**What is required**
Reproduce the data below word for word, leaving out the pictures.

**Data for the task**
'''
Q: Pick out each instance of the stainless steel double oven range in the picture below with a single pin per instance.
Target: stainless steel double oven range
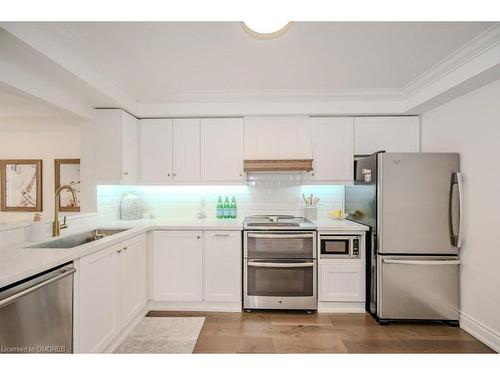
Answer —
(280, 263)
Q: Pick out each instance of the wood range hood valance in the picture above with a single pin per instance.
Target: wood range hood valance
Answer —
(285, 165)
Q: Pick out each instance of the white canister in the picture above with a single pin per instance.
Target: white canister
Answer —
(36, 228)
(311, 212)
(131, 207)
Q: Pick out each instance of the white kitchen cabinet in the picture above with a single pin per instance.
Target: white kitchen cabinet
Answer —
(341, 281)
(222, 266)
(99, 299)
(112, 291)
(133, 278)
(277, 137)
(186, 150)
(115, 147)
(332, 148)
(177, 266)
(156, 142)
(390, 133)
(222, 149)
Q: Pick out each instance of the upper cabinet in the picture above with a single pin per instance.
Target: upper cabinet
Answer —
(193, 150)
(277, 138)
(186, 150)
(155, 150)
(332, 148)
(222, 149)
(391, 134)
(115, 147)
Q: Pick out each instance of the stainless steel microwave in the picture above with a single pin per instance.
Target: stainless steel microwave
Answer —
(333, 246)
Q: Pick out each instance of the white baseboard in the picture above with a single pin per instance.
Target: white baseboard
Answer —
(341, 307)
(481, 332)
(195, 306)
(126, 331)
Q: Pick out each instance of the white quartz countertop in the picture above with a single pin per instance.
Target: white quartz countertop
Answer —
(19, 262)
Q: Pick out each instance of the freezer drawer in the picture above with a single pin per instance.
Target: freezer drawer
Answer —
(416, 287)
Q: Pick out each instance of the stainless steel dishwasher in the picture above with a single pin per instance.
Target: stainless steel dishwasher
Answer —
(36, 314)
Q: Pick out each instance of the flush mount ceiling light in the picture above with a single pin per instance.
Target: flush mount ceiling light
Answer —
(266, 29)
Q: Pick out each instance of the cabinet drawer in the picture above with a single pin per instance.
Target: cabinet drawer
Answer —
(342, 282)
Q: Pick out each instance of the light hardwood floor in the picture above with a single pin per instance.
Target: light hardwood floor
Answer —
(297, 332)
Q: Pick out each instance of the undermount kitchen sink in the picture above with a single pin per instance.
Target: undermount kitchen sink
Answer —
'''
**Task solution**
Q: Pick out each instance of the stainless steel double oven range in the picture below with a single pin per instance.
Target: stainless steel double oven range
Answer —
(280, 263)
Q: Pick out each instance of the wood range hood valance in the picture above with a single pin per instance.
Target: wood range hood valance
Answer —
(285, 165)
Q: Pick out each instance of the white canister in the picture above with a single pin per instance.
Target: white canister
Answer —
(36, 228)
(311, 212)
(131, 207)
Q: Pick out each instance of the white kitchen cabinet in the picture above with a single pin per instance.
Target: white kitchen cabinet
Answer —
(341, 281)
(222, 266)
(99, 299)
(112, 291)
(133, 278)
(277, 137)
(186, 150)
(115, 147)
(332, 148)
(177, 266)
(156, 142)
(390, 133)
(222, 149)
Q: Pick out each instance of the upper cabinet in the picture above with a single pin per instance.
Target: upper cabinet
Answer —
(193, 150)
(277, 138)
(186, 150)
(155, 150)
(332, 148)
(222, 149)
(391, 134)
(115, 147)
Q: Pick out each instance of the stainless steel microwave in the picture above with a single pin per instance.
Target: stainless steel microwave
Answer —
(333, 246)
Q: Pick out each instance of the white baseboard in the picture above with a single pin per instance.
Target: white baseboard
Answer —
(341, 307)
(481, 332)
(195, 306)
(126, 331)
Q: Pick out each instance of the white quartz countertop in the picture above with a single pin per instance.
Target: white quartz countertop
Answer —
(19, 262)
Q: Pick out each instance of the freezer drawer in the picture above with a single pin per instance.
Target: freezer drawer
Answer —
(416, 287)
Q: Pick out each instance of the stainless steel dishwasher in the picture above with a single pin per instance.
Target: stainless steel dishwasher
Answer —
(36, 314)
Q: Pick out each instance of the flush mount ceiling light in the picture above with a single pin per instance.
Target: flush mount ceiling light
Answer —
(266, 29)
Q: Pick out each instance of the cabinet drawer in the picture above with a single pin per instance.
Target: cabinet drawer
Answer —
(342, 282)
Q: Pick out each instance of the light hardwood floor in the picture above with a single pin per instance.
Target: light hardwood floor
Answer —
(297, 332)
Q: Pick out each instance of the undermount kitchen sink in the picture above with a single pin per instance.
Target: undermount kitchen sink
Answer —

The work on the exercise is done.